Passage:
/---
Version 2: Fuse all kernels into a single kernel. Note that you can fuse the ODE and PDE loops into a
single loop, thus into a single kernel.
Version 3: Use temporary variables to eliminate global memory references for R and E arrays in the ODEs.
Version 4: Optimize your CUDA implementation by using shared memory (on-chip memory) on the GPU
by bringing a 2D block into shared memory and sharing it with multiple threads in the same thread block.
You should implement these optimizations on top of each other (e.g. Version 3 should be implemented on
top of Version 2). Details of how to implement these optimizations will be discussed in class on Tuesday,
December 5th. Note that these optimizations do not guarantee performance improvement. Implement
them and observe how they affect the performance.
\---
[Data entries]
/---
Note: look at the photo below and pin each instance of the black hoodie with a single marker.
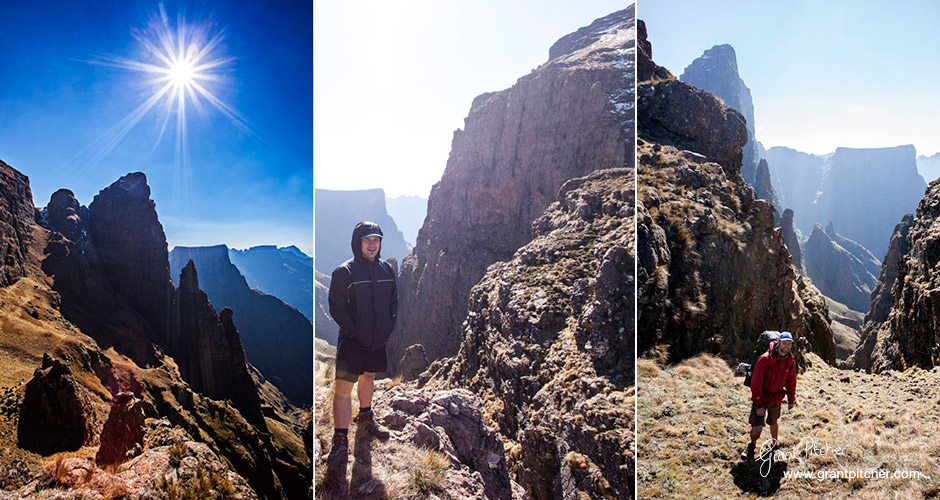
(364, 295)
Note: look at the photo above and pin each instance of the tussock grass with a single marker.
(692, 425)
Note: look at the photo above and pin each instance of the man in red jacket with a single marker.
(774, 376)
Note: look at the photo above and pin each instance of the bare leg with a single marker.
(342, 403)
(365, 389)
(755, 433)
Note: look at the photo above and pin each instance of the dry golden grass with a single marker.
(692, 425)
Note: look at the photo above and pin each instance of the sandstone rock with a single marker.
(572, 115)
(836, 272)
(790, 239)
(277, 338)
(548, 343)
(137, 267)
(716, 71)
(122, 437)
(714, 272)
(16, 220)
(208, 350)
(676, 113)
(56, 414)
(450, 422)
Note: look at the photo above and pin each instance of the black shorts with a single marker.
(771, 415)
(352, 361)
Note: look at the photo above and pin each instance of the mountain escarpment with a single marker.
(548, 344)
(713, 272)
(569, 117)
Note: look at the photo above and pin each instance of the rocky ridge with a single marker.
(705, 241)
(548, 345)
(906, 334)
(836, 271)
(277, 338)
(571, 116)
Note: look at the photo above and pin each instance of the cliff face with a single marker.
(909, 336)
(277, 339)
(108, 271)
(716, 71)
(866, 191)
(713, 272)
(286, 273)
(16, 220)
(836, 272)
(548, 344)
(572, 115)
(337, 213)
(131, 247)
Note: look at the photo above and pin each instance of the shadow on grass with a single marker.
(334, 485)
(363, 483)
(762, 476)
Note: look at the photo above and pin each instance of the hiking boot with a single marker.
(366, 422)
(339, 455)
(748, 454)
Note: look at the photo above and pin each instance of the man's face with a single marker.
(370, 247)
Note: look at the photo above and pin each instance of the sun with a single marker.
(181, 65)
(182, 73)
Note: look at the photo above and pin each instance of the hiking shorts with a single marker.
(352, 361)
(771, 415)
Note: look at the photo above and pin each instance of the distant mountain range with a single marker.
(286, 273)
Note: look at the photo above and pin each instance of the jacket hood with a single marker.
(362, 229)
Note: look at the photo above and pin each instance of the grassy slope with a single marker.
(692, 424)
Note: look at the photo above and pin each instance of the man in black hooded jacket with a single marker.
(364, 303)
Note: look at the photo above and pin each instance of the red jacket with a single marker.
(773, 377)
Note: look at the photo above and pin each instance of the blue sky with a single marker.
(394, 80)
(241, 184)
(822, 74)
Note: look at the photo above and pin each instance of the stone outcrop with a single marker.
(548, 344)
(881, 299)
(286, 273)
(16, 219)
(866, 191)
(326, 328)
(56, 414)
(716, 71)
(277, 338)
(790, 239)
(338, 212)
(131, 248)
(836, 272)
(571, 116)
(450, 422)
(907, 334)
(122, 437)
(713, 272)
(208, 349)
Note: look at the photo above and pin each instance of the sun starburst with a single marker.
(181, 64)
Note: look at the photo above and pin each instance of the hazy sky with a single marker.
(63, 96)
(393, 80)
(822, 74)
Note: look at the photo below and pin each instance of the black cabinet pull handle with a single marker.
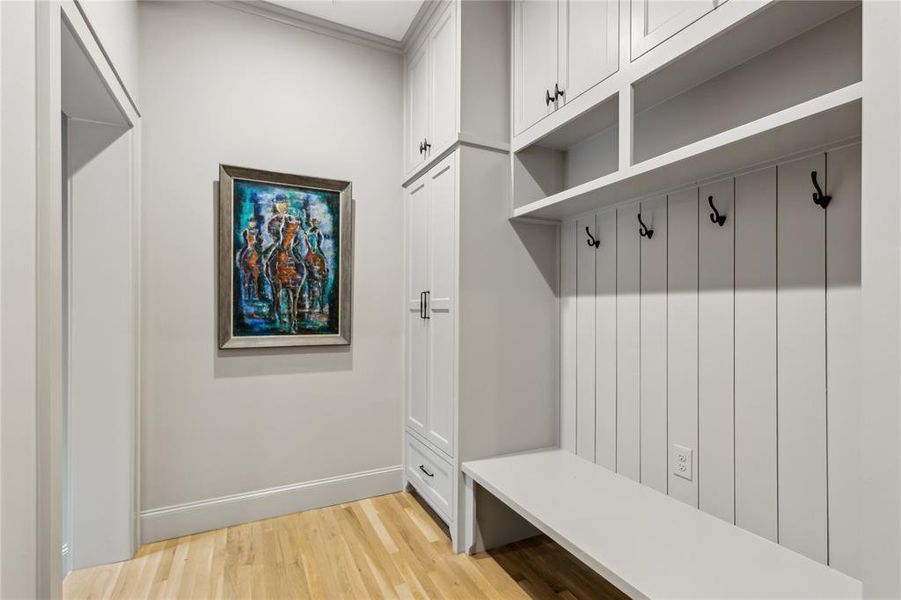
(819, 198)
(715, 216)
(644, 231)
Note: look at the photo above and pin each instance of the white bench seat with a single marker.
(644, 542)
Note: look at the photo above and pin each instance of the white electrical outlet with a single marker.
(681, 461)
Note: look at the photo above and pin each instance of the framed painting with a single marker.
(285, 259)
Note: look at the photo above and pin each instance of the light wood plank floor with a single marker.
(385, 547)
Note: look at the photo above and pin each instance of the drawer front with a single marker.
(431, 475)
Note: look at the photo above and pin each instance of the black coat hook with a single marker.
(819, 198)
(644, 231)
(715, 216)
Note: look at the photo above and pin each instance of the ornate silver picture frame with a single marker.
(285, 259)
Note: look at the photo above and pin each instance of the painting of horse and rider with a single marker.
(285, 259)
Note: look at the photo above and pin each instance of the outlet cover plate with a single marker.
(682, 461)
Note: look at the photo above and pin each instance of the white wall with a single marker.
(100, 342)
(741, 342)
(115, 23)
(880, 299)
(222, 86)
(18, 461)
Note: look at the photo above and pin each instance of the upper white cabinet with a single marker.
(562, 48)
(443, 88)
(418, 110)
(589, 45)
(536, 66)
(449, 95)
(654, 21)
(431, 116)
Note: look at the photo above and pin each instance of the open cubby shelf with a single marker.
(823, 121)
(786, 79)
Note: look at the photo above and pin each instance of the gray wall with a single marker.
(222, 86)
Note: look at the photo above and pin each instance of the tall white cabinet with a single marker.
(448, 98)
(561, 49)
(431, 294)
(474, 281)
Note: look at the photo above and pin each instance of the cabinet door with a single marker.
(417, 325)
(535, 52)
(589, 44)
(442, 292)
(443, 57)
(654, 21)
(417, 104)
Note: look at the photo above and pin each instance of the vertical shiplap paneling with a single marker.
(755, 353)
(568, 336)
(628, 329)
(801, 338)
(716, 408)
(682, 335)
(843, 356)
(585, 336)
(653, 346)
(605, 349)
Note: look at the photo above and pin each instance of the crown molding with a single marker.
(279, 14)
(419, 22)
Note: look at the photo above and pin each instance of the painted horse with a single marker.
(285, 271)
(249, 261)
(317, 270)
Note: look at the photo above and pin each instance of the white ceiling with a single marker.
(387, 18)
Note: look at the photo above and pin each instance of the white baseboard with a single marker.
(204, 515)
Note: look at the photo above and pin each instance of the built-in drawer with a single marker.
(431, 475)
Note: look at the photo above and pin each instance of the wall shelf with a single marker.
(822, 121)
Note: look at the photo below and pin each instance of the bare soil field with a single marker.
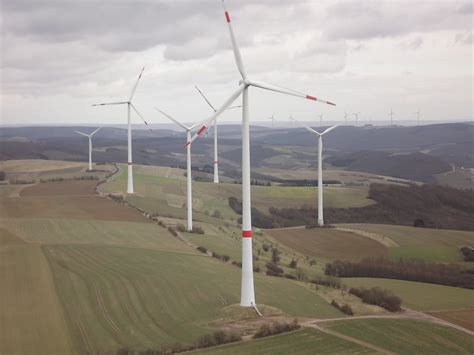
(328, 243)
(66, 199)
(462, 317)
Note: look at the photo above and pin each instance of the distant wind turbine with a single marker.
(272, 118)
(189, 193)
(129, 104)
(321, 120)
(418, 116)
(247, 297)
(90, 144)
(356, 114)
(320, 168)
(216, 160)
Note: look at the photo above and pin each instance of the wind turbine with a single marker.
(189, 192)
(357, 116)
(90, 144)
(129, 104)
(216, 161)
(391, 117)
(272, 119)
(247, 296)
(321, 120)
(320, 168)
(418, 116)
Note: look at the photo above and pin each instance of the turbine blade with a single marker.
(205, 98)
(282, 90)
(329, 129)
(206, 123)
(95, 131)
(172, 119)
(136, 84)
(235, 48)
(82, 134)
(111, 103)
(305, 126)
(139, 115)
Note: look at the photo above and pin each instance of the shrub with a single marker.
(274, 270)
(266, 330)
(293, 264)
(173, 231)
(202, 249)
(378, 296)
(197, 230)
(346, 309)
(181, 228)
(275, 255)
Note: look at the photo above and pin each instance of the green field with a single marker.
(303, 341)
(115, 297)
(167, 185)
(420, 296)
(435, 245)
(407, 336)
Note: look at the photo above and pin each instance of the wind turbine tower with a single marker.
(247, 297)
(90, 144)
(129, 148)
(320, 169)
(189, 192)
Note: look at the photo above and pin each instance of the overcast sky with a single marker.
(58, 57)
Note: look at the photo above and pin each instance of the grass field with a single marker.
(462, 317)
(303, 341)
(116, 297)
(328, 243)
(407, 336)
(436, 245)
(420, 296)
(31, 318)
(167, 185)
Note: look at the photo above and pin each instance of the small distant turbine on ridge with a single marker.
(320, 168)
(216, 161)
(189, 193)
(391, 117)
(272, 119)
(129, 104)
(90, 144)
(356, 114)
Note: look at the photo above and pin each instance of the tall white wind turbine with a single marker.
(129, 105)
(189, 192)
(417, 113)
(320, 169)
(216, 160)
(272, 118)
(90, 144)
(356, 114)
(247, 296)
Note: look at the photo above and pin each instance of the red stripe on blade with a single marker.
\---
Assignment 1:
Answer these from the CUDA optimization text:
(a) Which global memory references does Version 3 eliminate?
(b) What does Version 4 bring into shared memory?
(c) On what day and date will the implementation details be discussed in class?
Assignment 2:
Name every numbered version that the CUDA optimization text describes.
Assignment 3:
Extract the words of the CUDA optimization text, starting with "Version 2: Fuse" and going on through "affect the performance.".
These items have no connection to the CUDA optimization text.

Answer area 1:
(a) References to the R and E arrays in the ODEs.
(b) A 2D block.
(c) Tuesday, December 5th.

Answer area 2:
Version 2, Version 3, Version 4

Answer area 3:
Version 2: Fuse all kernels into a single kernel. Note that you can fuse the ODE and PDE loops into a
single loop, thus into a single kernel.
Version 3: Use temporary variables to eliminate global memory references for R and E arrays in the ODEs.
Version 4: Optimize your CUDA implementation by using shared memory (on-chip memory) on the GPU
by bringing a 2D block into shared memory and sharing it with multiple threads in the same thread block.
You should implement these optimizations on top of each other (e.g. Version 3 should be implemented on
top of Version 2). Details of how to implement these optimizations will be discussed in class on Tuesday,
December 5th. Note that these optimizations do not guarantee performance improvement. Implement
them and observe how they affect the performance.